# [Requirement]
Please copy every line from the records below that contains the string "black".

[[ Materials provided, beginning ]]

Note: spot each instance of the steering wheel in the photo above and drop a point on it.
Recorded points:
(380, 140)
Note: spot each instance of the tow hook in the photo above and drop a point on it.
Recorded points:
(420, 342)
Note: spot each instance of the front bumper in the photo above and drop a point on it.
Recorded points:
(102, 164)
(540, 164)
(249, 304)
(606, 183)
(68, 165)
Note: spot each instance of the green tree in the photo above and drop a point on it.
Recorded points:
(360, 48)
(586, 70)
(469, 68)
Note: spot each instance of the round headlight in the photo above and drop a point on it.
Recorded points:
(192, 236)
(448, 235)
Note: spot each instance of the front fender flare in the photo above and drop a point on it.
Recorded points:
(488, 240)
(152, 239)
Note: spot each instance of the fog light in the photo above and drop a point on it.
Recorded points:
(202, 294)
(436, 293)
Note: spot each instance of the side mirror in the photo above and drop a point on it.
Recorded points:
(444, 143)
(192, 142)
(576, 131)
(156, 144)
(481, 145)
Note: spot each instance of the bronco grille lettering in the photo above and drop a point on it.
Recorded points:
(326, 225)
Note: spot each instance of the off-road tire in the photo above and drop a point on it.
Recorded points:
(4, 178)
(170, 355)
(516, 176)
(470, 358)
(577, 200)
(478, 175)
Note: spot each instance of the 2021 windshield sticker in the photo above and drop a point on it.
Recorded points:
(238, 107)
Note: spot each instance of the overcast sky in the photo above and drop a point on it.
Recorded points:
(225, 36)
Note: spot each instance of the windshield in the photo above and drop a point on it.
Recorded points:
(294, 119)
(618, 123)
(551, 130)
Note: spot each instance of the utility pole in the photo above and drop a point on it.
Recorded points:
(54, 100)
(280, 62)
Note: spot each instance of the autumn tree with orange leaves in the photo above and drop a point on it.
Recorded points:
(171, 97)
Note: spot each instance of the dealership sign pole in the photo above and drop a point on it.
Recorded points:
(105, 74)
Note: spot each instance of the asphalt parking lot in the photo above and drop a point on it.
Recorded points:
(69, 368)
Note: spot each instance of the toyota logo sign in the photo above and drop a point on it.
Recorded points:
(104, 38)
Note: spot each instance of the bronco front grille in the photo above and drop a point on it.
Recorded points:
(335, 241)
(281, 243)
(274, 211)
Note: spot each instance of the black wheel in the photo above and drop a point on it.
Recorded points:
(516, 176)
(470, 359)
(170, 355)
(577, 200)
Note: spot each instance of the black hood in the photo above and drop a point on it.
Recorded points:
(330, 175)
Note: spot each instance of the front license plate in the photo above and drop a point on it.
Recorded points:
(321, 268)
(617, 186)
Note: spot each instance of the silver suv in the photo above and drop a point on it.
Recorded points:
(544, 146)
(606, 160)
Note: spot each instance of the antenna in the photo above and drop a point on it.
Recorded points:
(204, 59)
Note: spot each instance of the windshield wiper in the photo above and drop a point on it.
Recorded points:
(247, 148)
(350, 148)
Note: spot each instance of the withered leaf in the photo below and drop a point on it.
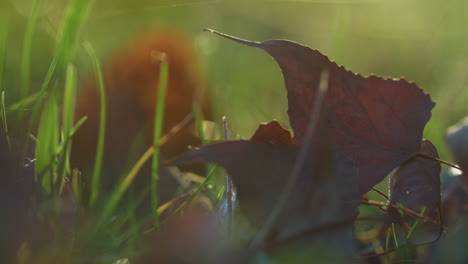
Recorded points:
(415, 185)
(378, 122)
(261, 170)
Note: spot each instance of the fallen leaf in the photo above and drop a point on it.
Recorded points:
(377, 122)
(261, 170)
(415, 185)
(457, 140)
(272, 133)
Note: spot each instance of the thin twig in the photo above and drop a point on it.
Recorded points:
(439, 160)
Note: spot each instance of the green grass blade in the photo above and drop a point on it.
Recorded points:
(47, 142)
(3, 43)
(394, 235)
(67, 121)
(4, 121)
(76, 14)
(410, 232)
(124, 184)
(102, 126)
(27, 46)
(158, 126)
(38, 102)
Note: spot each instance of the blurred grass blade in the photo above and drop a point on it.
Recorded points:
(47, 142)
(102, 126)
(158, 126)
(4, 121)
(67, 121)
(27, 46)
(25, 102)
(76, 13)
(3, 43)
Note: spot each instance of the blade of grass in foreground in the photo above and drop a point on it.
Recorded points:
(76, 14)
(125, 183)
(102, 126)
(67, 121)
(4, 121)
(47, 142)
(158, 126)
(27, 46)
(3, 41)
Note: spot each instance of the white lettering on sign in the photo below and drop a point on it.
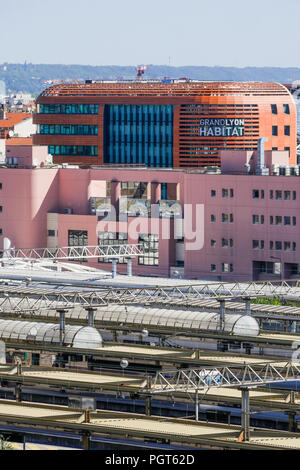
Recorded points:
(221, 127)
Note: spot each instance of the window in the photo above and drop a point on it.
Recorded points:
(224, 243)
(68, 108)
(274, 108)
(225, 218)
(78, 238)
(225, 267)
(266, 267)
(68, 129)
(150, 246)
(225, 193)
(136, 134)
(111, 238)
(74, 150)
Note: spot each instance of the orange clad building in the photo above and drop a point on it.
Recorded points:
(173, 123)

[[ Materials provided, end ]]

# [Response for this exercise]
Note: spot each instance of the black wheel in the photo above and drop a point on it.
Note: spot each instance of the black hood in the photo above and drop a point on it.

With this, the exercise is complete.